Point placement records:
· · ·
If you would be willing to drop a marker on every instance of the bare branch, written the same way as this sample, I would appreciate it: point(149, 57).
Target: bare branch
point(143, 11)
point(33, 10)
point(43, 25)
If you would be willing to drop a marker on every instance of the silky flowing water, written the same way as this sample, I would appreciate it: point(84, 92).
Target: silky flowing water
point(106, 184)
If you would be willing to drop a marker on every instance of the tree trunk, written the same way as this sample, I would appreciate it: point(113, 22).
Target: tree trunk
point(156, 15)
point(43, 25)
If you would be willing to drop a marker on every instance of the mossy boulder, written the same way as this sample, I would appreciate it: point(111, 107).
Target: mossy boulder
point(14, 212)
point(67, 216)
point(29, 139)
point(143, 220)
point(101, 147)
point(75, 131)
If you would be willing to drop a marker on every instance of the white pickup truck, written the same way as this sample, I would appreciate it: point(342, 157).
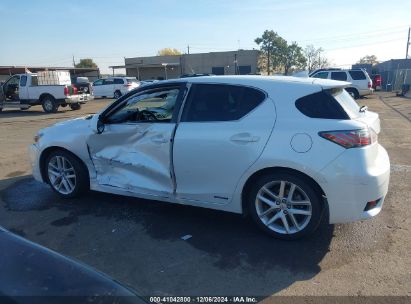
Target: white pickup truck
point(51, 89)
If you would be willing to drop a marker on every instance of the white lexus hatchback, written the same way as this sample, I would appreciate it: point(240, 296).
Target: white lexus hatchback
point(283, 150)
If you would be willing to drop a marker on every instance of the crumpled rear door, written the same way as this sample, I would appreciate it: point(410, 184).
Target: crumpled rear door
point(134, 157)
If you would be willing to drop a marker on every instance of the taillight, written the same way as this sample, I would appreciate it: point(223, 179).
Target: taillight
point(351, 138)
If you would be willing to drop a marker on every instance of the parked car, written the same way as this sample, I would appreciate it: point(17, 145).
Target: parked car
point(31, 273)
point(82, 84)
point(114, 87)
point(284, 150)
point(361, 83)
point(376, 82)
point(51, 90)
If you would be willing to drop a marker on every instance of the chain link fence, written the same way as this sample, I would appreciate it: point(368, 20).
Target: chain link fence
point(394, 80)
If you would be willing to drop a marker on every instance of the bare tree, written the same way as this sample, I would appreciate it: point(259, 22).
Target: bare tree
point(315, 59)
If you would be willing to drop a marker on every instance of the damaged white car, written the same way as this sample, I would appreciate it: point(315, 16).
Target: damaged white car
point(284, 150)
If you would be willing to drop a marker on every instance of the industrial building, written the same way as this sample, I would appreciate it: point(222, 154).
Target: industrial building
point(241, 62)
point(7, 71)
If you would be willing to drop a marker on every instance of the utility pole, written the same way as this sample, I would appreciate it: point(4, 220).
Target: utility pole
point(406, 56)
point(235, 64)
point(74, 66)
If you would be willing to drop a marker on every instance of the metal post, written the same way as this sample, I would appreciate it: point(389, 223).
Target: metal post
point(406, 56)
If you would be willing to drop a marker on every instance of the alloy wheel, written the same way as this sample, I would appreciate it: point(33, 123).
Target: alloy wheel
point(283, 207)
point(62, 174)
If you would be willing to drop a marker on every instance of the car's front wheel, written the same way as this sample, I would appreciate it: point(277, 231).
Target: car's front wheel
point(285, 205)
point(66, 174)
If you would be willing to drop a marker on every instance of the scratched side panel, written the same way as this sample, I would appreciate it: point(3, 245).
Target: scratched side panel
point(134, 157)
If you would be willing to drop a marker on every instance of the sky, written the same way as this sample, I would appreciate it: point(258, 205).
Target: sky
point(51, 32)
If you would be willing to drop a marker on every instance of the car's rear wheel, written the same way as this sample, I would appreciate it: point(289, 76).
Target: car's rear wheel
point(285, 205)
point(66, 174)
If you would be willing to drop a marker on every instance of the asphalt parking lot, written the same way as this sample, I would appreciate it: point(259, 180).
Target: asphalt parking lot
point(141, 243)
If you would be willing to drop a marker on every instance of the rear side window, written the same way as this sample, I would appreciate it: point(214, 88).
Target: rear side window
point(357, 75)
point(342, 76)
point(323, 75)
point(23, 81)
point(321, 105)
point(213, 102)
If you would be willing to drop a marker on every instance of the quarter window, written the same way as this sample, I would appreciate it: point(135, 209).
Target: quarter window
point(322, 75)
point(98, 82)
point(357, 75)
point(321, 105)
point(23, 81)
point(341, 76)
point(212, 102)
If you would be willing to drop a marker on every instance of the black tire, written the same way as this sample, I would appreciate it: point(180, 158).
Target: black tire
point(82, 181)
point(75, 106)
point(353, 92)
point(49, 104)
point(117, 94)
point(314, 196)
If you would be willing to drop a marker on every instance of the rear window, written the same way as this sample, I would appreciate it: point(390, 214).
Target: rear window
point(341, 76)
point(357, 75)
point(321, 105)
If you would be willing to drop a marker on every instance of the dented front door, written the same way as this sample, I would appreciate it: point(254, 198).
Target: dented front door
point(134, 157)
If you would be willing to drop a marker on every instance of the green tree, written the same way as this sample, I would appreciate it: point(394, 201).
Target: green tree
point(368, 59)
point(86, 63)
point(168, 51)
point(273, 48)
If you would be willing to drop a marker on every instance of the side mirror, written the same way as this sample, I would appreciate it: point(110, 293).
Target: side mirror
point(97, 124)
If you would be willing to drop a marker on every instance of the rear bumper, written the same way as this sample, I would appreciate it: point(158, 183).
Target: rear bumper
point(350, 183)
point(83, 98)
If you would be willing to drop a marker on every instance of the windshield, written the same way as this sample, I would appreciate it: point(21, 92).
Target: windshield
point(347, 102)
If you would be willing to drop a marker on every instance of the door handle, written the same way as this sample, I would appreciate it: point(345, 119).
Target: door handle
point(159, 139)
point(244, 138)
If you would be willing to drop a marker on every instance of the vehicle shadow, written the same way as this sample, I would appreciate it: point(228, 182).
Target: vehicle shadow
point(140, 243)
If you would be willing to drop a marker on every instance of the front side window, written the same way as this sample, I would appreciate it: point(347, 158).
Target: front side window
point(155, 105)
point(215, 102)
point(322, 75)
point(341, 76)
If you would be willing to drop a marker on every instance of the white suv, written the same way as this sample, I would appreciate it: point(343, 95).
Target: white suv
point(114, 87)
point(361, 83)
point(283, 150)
· · ·
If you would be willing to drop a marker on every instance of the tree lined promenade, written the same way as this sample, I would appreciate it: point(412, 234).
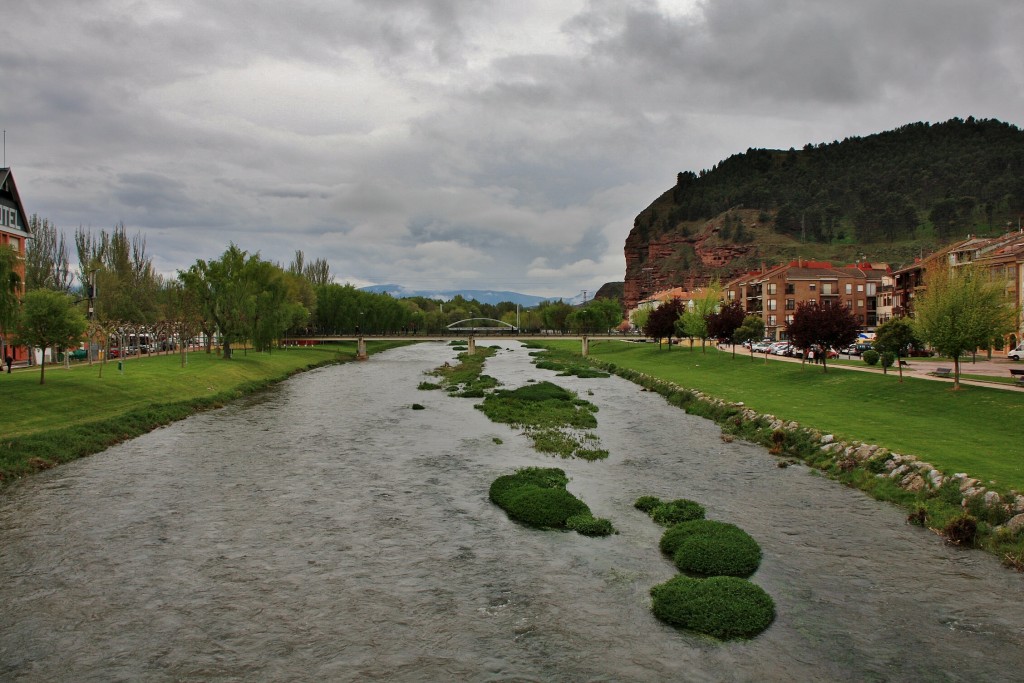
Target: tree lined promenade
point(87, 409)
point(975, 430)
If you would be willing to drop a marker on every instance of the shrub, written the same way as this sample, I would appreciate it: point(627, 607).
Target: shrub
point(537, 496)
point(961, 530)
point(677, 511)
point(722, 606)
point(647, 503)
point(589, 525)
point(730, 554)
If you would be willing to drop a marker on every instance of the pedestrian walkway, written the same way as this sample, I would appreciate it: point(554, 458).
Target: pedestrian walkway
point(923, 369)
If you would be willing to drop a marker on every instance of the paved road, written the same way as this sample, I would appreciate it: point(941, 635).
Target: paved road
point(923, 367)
· · ·
» Work instructions:
Please count the lines in the listing above that contain the word "mirror", and give only that number.

» Exercise output:
2